▶ _STATED PROBLEM_
Pick out every line of the data below that contains the word "field", and copy each one.

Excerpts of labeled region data
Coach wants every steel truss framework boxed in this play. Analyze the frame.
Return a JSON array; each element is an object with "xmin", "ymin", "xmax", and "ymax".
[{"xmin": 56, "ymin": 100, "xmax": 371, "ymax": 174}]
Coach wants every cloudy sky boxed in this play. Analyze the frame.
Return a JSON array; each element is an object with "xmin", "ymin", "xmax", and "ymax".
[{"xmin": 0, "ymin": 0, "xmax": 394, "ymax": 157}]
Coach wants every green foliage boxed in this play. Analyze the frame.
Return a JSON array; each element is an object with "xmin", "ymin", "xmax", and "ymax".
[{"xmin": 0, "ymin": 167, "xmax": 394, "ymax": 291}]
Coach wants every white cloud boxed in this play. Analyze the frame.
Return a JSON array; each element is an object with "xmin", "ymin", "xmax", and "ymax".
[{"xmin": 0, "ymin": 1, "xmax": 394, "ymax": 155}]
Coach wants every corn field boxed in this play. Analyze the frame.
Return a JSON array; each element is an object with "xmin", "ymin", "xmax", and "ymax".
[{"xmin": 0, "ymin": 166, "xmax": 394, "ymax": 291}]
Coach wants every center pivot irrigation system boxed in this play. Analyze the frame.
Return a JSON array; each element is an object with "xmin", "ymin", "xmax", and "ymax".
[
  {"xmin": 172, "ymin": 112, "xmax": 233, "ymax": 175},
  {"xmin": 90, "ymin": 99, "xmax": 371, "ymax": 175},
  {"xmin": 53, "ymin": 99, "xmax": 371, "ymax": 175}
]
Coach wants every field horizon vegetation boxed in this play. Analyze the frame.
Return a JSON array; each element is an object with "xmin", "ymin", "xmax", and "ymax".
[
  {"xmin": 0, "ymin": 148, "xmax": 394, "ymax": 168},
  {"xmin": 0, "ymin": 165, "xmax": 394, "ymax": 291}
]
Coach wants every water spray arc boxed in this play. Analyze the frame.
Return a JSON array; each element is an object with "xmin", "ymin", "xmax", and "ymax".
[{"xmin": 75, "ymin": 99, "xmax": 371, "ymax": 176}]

▶ _REPLY_
Coach wants every corn field boxed in this play. Analyze the frame.
Coach wants every field horizon vegetation boxed in this play. Analyze the frame.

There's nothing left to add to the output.